§ **Exercise description**
Reproduce all the records word for word. Omit images.

§ **Dataset excerpts**
+===+
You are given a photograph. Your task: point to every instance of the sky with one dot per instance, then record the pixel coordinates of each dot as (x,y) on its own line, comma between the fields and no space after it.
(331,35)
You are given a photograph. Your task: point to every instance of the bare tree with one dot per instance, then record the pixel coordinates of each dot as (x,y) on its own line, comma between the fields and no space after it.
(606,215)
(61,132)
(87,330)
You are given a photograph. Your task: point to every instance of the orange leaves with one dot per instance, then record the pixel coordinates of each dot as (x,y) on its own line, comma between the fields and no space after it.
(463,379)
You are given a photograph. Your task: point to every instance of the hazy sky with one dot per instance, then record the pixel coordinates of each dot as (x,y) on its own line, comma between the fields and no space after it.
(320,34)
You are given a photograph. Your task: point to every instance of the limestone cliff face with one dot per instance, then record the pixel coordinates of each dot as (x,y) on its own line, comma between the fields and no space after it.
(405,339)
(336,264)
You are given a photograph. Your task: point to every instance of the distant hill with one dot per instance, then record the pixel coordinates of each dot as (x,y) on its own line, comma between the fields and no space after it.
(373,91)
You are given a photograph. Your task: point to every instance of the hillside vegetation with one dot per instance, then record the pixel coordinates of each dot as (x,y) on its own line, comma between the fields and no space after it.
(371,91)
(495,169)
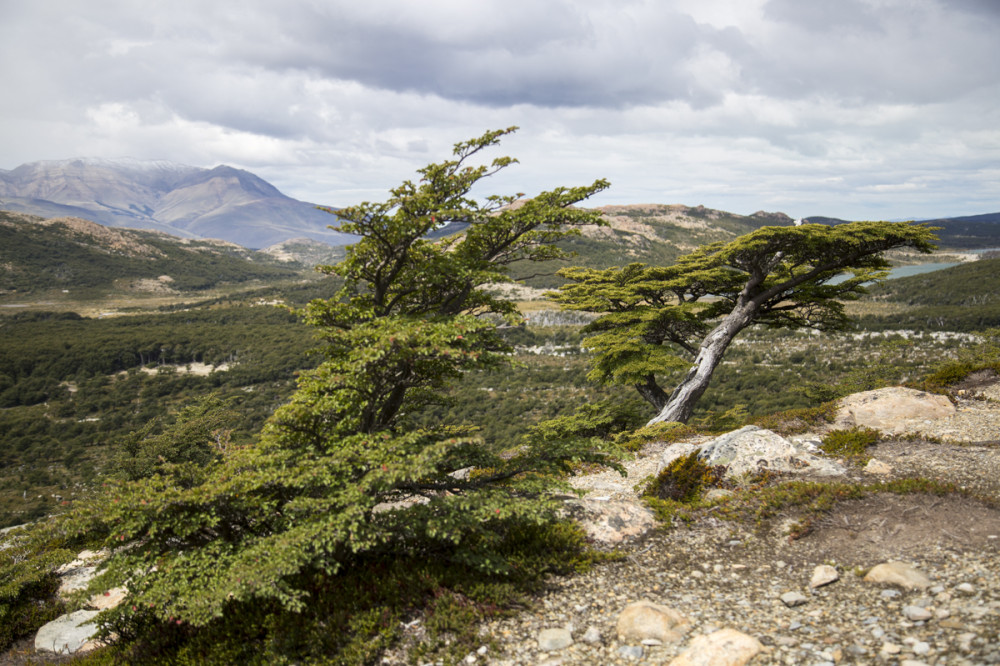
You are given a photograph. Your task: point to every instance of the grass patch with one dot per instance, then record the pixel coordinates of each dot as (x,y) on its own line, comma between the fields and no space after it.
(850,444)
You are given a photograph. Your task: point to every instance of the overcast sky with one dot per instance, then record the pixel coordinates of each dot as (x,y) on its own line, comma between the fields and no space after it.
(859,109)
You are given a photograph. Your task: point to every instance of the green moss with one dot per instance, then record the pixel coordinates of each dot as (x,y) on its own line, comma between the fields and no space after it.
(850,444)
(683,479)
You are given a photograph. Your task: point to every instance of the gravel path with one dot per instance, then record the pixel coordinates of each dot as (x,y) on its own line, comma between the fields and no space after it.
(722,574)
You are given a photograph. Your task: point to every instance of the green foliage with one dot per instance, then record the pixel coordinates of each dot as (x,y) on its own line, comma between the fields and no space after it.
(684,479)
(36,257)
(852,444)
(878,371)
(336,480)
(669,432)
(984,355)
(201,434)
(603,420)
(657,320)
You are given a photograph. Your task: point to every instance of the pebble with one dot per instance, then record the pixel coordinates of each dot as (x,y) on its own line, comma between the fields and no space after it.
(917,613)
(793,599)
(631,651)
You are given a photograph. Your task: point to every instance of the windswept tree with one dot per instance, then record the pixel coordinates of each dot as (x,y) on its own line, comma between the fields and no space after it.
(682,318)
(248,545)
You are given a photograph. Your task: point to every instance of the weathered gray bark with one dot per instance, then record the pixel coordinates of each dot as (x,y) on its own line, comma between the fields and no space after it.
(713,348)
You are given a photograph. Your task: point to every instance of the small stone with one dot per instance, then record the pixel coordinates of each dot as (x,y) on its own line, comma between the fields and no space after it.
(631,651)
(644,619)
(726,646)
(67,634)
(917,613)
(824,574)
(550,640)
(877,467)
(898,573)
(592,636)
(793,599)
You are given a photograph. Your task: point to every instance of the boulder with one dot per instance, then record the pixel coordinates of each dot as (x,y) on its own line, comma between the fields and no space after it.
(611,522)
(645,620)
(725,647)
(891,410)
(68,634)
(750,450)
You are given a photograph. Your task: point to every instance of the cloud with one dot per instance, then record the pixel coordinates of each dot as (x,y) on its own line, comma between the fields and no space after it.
+===+
§ **Response**
You are given a photograph. Your task: point to every instance of the sky with one dot per instance, then record the pixel coordinates of each dot as (x,y) on its own line, comma between the fields and no space after it.
(331,35)
You are given a photograph. Your task: point to every instance of the bare tree with one dot per instance, then record the pixel coordinates of each dot as (x,y) on its own line, comma between the fields and no space after it.
(606,215)
(61,132)
(87,330)
You are given a photograph. Your task: point to every instance of the orange leaves with one dot per instance, then record the pixel coordinates of each dot as (x,y) on its own line, comma between the fields and no space after it.
(463,379)
You are given a photograph. Your task: point to every instance of the hazy sky with one dot per instance, then record the pixel coordinates of each dot as (x,y) on its own line, comma between the fields and no space after it.
(320,34)
You are given a photograph. Your task: point to every instance of the limestone cliff face with one dot per instance, then record the pixel coordinates of each dot as (x,y) on its own line, comma between the fields and no space after it.
(405,339)
(336,264)
You are given a photograph. Your task: point to every instance of the distant hill with one dot per instance, then record the pixel coordinates of each dot as (x,y) on its own line, comma between the fields and no space after it.
(373,91)
You are given a photograph. Your task: point to every instance of the hillside vegetation with one dot per instance, then record the pixel coordinates of each dot as (x,y) on its own line, comma between the fields and no space after it.
(371,91)
(495,169)
You are given a photograph. Your task: point to every instance of the grass patch with one dot per instance, then record the pixel coordinates of each dot as (x,y) on its own line, comma between the fields and no space after it.
(850,444)
You are given a photograph. Your task: point to every instance of the overcast sky with one dot per instance, then record the pixel coordinates of each dot as (x,y) on its own line, comma between the fields and no space after it.
(859,109)
You are given a photograph. Your task: point to every instance of the green moss with one dot per instance, then record the pixel coordinates of each dot as (x,y) on its own line, comma between the fields and no space after it.
(850,444)
(683,479)
You are given a photograph. Your task: point to every instance of the gravel path with one dot per instance, then record the pixel coordinates of each dot as (x,y) on its own line, comma between the fields and no space after it.
(722,574)
You are given a photograph. Your task: point to every instance of the green foliage with one dot per instance, then record the pixel coordinates of each dot as (x,y) on its own line, comma between the fields and no space after it.
(684,479)
(36,257)
(852,444)
(878,371)
(336,480)
(669,432)
(984,355)
(201,434)
(603,420)
(657,320)
You are given a photograph. Your task: point to every instance of the pebble with one dot per instance, then record the pixel coordinates of each dot as (x,y) on its own line, comma between the fields and no space after it.
(917,613)
(793,599)
(631,651)
You are given a photograph. Your task: point to every instance of the windswept tree with one dot per instance, then record the pixel coordinates of each dot as (x,y) on its own line, comma between the fields and no space after it.
(682,318)
(248,545)
You are given a photograph. Your task: point to every instance of the weathered gray bark with one dot per instance, then record the pixel coordinates of each dot as (x,y) on its own line, comma between the fields and no space after it.
(713,348)
You are given a photograph. Your task: point to every instance of the small stone with one dot per instance, then record the pixel coordinates of each dot as (x,y) on its own line, comma between the fields and no space after it.
(631,651)
(644,619)
(726,646)
(67,634)
(917,613)
(824,574)
(550,640)
(877,467)
(898,573)
(592,636)
(793,599)
You are given a photograph. Your task: point to every instance of the boulder with one dot per instance, then record the pixel coordinates of each dot as (x,y) on its own line, comma between the fields and no space after it.
(611,522)
(645,620)
(725,647)
(891,410)
(68,634)
(750,450)
You are given a photograph. Your task: point to every instance of the cloud with one dot per instance, then record the pixel coordinates of each dot as (x,y) on its own line, comma between the fields and no space after it.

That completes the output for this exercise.